* REQUIRED TASK: Can you write out the passage on the Hungarian elections word for word, starting with "No previous election" and going on through "set of policies?"?

* SOURCE PASSAGE:
No previous election had pitted such strong personalities against each other. However, the choice that Hungarians faced in the elections went well beyond simply two contrasting personalities. There were two very different visions on offer. Besides, the government could boast of a strong economic record, albeit one that might be undermined in the coming months if the current huge budget deficit is not speedily dealt with. But how did the different political visions, the contrasting personalities and the country's economic performance interact in influencing the Hungarian electorate's choices? And can the voters be said to have embraced a particular set of policies?

State, market and nation

Gyurcsány stood for a policy modelled, in many respects, on New Labour's in Britain. Ironically for a party that is the legal successor to Hungary's one-time communist ruling monolith – it used to be known in those days as the Socialist Workers' Party – the socialists have embraced globalisation, open markets and free competition. They have been extending the boundaries of privatisation as well as encouraging public-private partnership in financing and building major infrastructure projects. They have also been looking for ways to promote efficiency in public services by involving private enterprise, for example, in health service management. They are enthusiastic pro-Europeans, seeking to adopt the euro in 2010.

In their social policy, the socialists have been arguing for more targeted welfare benefits to help the poor and disadvantaged in particular in place of the more traditional universal provisions. Their junior coalition partners, the Szabad Demokraták Szövetsége (Alliance of Free Democrats / SzDSz), have been championing neo-liberal ideas, including the introduction of a flat-rate tax – increasingly popular in the formerly communist-ruled countries of the region – and calling, in general, for the frontiers of the state to be rolled back.

[Records excerpted from a collection]
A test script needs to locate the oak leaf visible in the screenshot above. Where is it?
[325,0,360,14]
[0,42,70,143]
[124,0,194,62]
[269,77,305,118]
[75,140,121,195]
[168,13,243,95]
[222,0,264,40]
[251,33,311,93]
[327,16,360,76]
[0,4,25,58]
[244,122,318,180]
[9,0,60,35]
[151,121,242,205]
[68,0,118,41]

* WRITTEN REPLY:
No previous election had pitted such strong personalities against each other. However, the choice that Hungarians faced in the elections went well beyond simply two contrasting personalities. There were two very different visions on offer. Besides, the government could boast of a strong economic record, albeit one that might be undermined in the coming months if the current huge budget deficit is not speedily dealt with. But how did the different political visions, the contrasting personalities and the country's economic performance interact in influencing the Hungarian electorate's choices? And can the voters be said to have embraced a particular set of policies?